Problem requirements:
Output the material without any change, from its first line through the line containing "POLYGON ((88 299, 73", inclusive of both.

━━━━━ Source data ━━━━━

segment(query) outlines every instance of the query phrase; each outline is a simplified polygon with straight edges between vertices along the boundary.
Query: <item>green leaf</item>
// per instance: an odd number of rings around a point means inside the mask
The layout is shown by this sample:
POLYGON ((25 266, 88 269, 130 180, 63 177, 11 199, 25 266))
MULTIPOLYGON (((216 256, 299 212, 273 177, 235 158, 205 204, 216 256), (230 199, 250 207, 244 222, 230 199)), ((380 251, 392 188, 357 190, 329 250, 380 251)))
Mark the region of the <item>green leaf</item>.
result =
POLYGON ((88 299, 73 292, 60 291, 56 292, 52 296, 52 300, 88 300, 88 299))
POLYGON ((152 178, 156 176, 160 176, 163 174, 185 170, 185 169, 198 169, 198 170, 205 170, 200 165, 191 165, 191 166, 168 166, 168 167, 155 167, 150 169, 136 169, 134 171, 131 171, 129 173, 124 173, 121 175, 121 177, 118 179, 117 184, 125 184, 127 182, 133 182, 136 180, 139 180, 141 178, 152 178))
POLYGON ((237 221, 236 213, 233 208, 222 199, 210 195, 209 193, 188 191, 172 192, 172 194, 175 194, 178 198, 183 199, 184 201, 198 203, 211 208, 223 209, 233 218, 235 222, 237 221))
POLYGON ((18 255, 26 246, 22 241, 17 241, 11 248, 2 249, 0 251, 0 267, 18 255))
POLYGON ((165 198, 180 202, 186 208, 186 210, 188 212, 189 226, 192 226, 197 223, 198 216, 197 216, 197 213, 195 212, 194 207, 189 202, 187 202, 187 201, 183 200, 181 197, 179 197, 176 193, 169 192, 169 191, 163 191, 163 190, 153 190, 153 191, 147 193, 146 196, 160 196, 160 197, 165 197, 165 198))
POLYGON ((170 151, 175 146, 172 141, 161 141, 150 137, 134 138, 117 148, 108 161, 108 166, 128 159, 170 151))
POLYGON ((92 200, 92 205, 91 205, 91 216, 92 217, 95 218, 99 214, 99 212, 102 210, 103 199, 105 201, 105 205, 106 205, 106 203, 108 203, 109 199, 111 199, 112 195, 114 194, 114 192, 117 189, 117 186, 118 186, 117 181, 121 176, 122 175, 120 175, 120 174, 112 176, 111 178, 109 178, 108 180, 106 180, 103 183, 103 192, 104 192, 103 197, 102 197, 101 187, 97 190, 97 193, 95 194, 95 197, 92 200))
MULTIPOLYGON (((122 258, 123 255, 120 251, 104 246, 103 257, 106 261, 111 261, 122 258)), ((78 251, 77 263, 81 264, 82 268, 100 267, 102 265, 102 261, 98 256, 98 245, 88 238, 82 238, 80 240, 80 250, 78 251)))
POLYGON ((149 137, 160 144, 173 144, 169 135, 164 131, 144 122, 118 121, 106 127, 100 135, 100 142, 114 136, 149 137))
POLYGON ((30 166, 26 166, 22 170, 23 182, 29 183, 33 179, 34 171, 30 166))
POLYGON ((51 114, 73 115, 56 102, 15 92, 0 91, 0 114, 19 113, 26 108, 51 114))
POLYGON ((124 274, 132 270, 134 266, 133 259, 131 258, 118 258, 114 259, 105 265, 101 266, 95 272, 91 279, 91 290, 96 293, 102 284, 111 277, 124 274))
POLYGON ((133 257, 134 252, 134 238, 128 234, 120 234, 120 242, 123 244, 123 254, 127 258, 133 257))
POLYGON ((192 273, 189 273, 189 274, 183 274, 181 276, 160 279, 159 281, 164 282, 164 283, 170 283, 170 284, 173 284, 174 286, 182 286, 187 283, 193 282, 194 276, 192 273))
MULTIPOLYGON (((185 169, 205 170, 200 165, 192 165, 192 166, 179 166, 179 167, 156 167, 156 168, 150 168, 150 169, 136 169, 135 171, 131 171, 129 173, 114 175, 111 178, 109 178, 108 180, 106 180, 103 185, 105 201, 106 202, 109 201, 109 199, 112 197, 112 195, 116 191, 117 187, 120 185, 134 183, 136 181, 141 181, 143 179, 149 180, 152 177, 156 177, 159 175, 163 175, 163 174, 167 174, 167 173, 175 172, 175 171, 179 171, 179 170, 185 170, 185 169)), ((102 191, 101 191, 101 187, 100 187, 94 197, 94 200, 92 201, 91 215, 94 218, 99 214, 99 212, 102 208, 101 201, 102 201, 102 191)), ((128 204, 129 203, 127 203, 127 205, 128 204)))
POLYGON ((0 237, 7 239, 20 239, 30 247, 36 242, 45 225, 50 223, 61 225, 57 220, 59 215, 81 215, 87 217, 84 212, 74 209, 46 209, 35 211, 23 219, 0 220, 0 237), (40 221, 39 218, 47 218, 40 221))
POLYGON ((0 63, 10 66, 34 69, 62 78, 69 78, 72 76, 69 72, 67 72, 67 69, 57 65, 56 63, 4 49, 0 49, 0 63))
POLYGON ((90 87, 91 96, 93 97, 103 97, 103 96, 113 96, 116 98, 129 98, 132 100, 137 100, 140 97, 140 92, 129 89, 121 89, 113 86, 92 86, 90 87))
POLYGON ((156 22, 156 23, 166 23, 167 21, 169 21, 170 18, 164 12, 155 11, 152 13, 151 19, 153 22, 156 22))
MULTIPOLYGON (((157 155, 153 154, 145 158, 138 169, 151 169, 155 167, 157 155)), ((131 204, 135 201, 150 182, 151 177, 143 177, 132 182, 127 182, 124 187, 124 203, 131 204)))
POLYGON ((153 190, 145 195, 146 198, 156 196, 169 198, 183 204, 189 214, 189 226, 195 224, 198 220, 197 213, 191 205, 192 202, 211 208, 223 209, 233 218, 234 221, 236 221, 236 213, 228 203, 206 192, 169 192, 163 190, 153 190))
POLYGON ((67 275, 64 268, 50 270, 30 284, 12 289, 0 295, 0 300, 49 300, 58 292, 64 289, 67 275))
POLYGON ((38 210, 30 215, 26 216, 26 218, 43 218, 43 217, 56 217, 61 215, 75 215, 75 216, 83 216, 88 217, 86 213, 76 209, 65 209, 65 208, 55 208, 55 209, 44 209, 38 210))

━━━━━

Correct response:
segment(query) outlines every instance of the query phrase; each outline is a simplified polygon with straight edges between vertices along the boundary.
Query: <item>green leaf</item>
// per instance: an odd number of rings around a point means inside the mask
The layout is shown by this sample:
POLYGON ((25 266, 88 269, 130 180, 63 177, 11 199, 25 266))
MULTIPOLYGON (((216 256, 299 212, 273 177, 235 158, 205 204, 216 256), (230 199, 250 207, 244 222, 230 199)), ((380 251, 392 188, 357 190, 329 250, 380 251)))
Mark the region of the <item>green leaf</item>.
result =
POLYGON ((88 299, 73 292, 60 291, 56 292, 52 296, 52 300, 88 300, 88 299))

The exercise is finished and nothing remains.